↓

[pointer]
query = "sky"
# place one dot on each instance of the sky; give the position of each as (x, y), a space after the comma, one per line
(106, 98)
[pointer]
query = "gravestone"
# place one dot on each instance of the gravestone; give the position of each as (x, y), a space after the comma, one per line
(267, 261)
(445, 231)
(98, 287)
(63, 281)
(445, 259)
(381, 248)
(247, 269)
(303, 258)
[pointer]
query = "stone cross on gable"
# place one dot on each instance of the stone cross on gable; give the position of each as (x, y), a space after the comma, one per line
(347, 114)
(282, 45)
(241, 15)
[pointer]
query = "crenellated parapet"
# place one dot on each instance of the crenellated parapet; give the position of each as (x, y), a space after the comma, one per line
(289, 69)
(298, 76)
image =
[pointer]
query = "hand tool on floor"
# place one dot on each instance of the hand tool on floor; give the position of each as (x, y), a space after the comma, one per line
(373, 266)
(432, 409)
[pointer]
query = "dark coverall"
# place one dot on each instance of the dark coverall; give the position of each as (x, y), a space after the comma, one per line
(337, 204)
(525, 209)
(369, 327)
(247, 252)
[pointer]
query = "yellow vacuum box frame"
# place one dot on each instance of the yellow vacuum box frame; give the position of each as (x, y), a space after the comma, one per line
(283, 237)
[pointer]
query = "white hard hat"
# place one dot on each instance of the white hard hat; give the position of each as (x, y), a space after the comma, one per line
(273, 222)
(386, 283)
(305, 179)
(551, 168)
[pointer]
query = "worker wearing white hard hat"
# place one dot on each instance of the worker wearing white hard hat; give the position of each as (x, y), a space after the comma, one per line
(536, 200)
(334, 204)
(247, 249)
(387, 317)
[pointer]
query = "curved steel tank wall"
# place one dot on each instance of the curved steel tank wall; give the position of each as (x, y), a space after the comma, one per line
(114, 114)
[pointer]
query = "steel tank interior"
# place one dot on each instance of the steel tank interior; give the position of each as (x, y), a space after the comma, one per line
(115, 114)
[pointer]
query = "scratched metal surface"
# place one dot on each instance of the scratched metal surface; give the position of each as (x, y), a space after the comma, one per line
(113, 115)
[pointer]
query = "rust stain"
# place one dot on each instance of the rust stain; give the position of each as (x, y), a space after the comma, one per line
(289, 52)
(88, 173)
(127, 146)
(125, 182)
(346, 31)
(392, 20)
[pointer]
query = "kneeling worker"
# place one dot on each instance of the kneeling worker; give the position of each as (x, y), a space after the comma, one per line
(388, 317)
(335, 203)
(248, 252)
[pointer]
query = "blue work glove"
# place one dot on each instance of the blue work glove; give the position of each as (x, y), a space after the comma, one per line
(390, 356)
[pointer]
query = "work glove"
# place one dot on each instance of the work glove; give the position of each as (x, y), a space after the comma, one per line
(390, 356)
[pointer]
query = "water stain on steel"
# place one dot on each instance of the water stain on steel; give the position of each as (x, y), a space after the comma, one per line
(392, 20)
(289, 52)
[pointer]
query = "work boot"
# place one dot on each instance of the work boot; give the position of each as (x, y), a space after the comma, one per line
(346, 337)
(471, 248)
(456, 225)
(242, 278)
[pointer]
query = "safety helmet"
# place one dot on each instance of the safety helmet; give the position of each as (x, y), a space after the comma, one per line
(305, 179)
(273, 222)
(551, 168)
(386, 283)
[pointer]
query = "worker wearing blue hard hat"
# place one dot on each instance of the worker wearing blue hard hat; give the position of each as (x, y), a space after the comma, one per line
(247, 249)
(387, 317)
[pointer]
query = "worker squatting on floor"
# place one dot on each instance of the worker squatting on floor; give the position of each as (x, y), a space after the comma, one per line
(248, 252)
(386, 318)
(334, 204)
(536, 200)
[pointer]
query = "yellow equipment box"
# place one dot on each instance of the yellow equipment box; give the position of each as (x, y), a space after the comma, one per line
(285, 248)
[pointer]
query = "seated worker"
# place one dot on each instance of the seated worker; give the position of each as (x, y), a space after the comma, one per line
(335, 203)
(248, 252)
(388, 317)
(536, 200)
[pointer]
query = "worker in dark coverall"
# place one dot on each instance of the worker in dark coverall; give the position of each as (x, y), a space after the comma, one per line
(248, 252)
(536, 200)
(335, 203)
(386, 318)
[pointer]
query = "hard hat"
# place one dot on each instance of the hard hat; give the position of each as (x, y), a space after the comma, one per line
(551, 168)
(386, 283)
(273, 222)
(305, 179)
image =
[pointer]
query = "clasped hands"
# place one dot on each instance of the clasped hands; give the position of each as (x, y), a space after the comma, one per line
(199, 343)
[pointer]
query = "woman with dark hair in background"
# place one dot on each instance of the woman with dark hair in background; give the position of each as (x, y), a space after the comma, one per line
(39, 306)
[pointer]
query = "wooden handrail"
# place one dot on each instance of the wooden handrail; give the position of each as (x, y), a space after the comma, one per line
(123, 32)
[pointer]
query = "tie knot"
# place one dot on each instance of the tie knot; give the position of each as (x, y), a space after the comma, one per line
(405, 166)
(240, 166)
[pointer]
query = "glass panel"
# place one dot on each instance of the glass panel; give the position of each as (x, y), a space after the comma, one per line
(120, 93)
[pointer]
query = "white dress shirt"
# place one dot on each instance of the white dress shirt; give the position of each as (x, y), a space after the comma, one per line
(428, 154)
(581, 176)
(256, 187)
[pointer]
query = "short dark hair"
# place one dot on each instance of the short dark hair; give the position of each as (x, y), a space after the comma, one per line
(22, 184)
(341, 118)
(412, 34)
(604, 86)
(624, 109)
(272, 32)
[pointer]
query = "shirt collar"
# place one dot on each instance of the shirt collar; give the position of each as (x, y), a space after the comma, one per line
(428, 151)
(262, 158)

↑
↓

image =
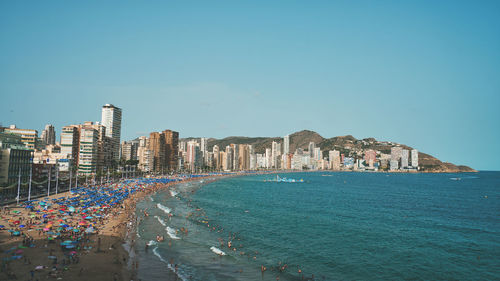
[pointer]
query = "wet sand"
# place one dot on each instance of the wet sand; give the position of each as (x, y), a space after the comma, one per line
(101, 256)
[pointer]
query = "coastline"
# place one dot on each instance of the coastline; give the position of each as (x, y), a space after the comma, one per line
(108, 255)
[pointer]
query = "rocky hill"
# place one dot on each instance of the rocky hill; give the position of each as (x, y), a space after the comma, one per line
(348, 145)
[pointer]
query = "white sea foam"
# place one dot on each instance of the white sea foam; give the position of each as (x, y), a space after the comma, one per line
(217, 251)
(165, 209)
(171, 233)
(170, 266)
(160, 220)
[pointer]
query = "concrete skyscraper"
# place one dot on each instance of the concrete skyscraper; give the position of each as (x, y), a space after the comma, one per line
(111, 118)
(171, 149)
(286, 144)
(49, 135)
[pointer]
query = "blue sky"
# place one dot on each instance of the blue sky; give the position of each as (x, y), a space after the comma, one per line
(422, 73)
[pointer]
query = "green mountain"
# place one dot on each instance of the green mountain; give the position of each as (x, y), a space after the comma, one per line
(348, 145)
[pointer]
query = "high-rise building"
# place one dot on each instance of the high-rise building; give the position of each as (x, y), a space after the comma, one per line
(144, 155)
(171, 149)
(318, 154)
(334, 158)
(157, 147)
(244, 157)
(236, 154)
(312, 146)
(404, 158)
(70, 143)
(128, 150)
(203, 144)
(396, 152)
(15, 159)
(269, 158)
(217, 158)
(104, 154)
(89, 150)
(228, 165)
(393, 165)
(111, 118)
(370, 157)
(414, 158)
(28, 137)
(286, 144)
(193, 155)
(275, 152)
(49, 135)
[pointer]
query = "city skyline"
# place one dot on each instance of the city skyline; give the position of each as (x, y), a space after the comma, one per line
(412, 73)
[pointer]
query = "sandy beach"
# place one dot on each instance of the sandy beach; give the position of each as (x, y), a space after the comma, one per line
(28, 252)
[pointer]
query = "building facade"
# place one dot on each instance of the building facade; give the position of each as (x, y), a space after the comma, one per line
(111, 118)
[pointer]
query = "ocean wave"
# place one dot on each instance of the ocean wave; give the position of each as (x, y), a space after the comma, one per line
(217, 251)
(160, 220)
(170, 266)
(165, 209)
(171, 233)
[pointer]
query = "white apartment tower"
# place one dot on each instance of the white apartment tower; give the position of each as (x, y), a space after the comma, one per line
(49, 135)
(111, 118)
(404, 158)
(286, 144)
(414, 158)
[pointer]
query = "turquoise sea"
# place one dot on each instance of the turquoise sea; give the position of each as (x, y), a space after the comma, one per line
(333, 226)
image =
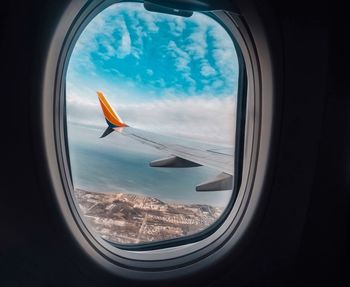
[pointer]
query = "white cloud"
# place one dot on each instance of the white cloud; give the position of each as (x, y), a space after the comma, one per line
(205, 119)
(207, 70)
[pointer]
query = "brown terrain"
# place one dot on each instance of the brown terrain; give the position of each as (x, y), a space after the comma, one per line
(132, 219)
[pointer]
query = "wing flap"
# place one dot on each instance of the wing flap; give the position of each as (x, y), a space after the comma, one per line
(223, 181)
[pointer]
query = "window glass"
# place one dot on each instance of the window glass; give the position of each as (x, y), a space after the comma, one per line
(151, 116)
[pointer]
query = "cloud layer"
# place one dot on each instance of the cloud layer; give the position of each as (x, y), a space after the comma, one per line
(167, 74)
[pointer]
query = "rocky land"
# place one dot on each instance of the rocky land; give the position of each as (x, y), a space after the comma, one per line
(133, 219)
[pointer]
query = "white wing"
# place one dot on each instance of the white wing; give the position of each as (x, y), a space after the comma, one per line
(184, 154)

↑

## TASK TO CARRY OUT:
How many lines in the rows above contain the word "concrete"? Reply with the number alone.

## FULL ANSWER:
2